-------- MATERIAL --------
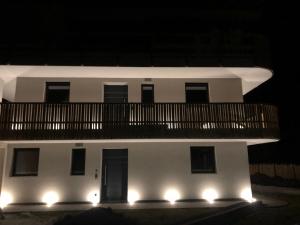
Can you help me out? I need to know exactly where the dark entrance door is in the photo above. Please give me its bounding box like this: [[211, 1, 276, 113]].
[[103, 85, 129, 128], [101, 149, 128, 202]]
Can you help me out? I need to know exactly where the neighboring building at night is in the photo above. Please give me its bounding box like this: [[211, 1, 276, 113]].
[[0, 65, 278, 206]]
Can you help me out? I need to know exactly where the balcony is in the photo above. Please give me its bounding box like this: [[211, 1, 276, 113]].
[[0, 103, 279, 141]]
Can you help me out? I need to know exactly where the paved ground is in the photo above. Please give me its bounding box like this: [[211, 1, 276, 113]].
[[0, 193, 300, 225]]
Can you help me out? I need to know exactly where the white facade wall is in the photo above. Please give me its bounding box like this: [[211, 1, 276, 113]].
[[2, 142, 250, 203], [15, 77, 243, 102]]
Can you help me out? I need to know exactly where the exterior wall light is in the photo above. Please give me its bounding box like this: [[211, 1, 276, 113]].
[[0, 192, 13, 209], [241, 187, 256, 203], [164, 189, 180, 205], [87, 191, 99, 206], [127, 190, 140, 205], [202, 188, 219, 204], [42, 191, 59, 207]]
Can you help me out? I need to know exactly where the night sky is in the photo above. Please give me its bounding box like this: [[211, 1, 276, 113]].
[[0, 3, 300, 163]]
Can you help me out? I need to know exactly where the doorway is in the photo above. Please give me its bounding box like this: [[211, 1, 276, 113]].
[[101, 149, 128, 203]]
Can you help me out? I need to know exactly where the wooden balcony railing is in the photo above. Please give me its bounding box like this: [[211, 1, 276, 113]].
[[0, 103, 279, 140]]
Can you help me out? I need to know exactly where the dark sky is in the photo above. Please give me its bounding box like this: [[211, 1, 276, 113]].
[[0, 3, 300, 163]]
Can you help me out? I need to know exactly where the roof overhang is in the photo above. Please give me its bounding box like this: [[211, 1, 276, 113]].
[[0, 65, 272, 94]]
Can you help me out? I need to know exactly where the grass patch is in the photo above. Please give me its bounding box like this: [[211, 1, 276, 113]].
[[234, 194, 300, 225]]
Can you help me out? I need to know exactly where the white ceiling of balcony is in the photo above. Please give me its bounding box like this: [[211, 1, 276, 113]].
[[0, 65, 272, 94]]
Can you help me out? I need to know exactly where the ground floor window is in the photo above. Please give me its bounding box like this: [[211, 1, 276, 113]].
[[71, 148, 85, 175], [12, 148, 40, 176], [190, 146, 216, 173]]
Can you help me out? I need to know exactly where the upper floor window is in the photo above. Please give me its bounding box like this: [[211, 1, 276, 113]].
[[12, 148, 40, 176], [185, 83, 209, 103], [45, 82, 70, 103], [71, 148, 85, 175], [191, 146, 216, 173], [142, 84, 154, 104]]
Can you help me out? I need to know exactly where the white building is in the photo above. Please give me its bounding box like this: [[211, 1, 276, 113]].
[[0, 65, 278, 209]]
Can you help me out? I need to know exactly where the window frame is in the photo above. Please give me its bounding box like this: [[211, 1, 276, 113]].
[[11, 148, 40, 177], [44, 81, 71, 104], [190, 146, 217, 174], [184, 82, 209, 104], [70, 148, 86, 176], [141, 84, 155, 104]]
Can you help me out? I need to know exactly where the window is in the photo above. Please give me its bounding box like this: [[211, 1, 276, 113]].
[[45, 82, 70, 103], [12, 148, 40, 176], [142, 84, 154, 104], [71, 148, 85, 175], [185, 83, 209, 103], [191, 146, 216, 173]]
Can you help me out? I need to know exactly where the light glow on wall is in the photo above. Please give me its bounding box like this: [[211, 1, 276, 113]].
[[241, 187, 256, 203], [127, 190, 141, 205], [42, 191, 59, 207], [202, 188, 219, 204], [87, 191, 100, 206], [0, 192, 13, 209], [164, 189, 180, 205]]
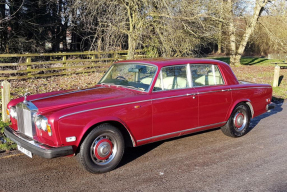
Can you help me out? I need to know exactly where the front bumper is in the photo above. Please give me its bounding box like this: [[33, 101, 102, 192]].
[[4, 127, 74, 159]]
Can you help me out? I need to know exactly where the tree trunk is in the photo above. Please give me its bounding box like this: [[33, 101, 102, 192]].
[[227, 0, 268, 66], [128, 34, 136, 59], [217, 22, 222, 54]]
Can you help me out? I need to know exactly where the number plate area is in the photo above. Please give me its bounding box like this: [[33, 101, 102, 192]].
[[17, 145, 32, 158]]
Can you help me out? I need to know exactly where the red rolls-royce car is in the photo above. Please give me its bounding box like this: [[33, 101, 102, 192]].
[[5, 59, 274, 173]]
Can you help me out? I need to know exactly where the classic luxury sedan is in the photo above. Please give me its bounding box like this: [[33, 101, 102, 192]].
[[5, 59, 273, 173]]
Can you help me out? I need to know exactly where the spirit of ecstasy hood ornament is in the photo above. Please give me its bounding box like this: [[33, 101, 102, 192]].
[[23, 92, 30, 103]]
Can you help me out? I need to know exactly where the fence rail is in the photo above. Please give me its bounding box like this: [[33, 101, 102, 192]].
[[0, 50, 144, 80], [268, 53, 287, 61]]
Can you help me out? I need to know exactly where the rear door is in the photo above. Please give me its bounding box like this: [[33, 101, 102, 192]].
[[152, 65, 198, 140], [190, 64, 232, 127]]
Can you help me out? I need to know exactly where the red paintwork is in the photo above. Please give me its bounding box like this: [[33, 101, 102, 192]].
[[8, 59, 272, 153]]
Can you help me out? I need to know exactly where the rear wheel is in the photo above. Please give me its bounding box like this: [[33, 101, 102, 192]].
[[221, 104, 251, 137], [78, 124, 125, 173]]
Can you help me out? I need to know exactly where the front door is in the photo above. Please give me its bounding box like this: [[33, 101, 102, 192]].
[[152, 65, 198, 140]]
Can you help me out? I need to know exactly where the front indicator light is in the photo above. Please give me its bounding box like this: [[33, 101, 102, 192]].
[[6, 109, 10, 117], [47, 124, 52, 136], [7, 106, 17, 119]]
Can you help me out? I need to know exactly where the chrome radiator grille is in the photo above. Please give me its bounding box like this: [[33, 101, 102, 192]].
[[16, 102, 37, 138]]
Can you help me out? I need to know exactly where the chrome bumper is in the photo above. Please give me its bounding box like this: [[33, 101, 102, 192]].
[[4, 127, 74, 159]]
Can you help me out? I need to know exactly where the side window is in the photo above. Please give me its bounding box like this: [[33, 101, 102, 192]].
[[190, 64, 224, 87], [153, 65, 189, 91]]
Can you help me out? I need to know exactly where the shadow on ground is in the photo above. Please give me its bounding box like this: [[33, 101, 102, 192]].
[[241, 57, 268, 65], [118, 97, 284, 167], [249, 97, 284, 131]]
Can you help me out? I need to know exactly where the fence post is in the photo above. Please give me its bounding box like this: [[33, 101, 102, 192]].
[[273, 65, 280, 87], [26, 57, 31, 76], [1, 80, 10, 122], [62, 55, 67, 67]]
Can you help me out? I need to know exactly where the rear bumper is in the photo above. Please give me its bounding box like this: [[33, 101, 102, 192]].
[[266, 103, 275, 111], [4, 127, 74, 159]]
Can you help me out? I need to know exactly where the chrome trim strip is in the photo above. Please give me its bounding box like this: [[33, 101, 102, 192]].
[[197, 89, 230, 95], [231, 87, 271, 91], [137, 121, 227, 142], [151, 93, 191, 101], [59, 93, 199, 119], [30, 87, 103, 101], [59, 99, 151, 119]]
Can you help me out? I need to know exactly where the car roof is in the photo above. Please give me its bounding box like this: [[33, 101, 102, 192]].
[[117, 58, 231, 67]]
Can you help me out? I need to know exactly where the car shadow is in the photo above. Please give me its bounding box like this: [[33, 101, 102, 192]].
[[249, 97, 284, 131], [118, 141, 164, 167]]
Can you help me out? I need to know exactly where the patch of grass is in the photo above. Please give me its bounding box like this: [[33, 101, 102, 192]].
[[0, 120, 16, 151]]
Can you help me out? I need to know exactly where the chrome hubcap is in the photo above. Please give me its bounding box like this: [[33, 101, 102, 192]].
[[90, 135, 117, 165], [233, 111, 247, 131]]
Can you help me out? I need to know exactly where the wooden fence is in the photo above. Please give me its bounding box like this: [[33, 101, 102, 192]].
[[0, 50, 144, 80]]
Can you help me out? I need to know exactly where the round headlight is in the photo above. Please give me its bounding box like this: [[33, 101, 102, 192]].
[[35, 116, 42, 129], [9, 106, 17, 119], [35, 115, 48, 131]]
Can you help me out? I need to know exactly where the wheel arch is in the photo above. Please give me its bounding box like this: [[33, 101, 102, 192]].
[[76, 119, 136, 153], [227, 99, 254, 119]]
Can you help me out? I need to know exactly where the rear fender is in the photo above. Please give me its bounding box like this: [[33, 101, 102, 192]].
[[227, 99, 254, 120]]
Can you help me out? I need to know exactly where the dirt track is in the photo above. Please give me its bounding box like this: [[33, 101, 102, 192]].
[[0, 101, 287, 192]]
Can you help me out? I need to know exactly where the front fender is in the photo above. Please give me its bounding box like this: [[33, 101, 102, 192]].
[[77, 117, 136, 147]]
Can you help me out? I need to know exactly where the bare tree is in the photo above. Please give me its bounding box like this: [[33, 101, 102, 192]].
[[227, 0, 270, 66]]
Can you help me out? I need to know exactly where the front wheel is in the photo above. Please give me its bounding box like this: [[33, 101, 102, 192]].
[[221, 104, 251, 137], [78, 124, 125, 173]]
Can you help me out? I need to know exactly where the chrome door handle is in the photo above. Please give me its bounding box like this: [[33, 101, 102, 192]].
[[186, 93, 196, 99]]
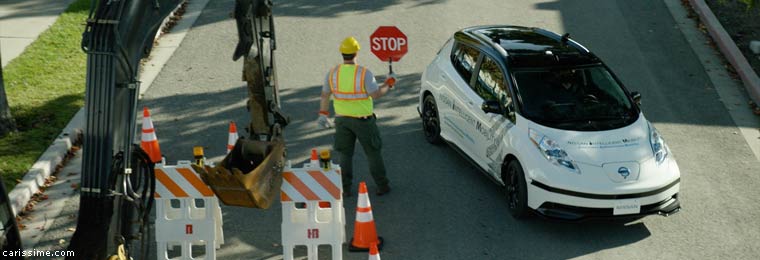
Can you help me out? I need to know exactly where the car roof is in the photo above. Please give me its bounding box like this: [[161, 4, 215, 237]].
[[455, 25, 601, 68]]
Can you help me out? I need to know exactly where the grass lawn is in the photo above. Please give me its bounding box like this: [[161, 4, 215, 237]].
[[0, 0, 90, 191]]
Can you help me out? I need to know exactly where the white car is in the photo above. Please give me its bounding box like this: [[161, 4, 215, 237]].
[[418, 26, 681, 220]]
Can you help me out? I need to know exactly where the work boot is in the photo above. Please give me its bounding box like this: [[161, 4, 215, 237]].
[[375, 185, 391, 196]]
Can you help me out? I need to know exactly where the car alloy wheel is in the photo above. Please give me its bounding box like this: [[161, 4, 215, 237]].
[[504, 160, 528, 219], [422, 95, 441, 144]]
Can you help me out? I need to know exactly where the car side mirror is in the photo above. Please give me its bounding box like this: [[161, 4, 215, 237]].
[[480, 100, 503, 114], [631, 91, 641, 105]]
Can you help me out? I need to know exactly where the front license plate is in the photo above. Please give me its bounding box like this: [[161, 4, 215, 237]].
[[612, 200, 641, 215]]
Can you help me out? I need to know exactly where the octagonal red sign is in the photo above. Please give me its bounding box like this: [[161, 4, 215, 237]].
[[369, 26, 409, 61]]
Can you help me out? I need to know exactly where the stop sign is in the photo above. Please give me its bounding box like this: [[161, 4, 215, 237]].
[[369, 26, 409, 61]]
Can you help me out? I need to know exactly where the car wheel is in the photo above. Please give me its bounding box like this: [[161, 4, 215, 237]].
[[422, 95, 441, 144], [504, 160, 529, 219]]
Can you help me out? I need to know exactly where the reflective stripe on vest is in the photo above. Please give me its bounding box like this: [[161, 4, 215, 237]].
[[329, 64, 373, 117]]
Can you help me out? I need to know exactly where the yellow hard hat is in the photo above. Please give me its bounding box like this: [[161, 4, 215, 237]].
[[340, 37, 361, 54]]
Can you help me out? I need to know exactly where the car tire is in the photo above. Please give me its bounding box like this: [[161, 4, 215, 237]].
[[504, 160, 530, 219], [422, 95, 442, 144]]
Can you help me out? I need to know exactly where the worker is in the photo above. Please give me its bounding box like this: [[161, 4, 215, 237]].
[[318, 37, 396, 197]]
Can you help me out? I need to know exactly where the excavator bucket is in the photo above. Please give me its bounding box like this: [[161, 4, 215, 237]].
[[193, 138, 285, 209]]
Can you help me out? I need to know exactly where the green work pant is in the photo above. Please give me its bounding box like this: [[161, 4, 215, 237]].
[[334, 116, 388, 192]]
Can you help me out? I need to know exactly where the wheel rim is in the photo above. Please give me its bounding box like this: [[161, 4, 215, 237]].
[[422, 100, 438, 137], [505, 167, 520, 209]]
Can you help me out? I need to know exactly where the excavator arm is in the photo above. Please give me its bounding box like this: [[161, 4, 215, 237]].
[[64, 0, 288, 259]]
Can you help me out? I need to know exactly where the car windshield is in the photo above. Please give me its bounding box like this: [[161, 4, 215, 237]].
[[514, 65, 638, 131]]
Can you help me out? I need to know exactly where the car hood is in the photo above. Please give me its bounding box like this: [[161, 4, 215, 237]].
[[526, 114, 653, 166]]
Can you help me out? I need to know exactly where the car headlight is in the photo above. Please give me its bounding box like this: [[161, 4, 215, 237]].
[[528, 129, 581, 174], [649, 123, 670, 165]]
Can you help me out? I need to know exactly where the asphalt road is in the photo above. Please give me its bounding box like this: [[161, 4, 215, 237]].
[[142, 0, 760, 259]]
--------
■ **SHORT PROBLEM**: Rewrite the items from the line with "the rear wheel" to the line with "106, 17, 119]]", changing "front door" to "passenger door" and keeping everything else the same.

■ **RESULT FOR THIS EXERCISE**:
Can you help me out? I need to know exactly where the rear wheel is in the photo above. Please give me its bounding box like this: [[33, 101, 102, 192]].
[[221, 104, 251, 137], [78, 124, 125, 173]]
Can you help me out? I need to know exactly where the passenger door is in the photo above. Please give me its bounding box like this: [[33, 101, 102, 192]].
[[152, 65, 198, 140]]
Can you help me out? I need to know exactly where the front indicator light is in the photo above. Please give me its bounding box like this: [[33, 101, 102, 192]].
[[6, 109, 10, 117], [47, 124, 52, 136], [7, 106, 17, 119]]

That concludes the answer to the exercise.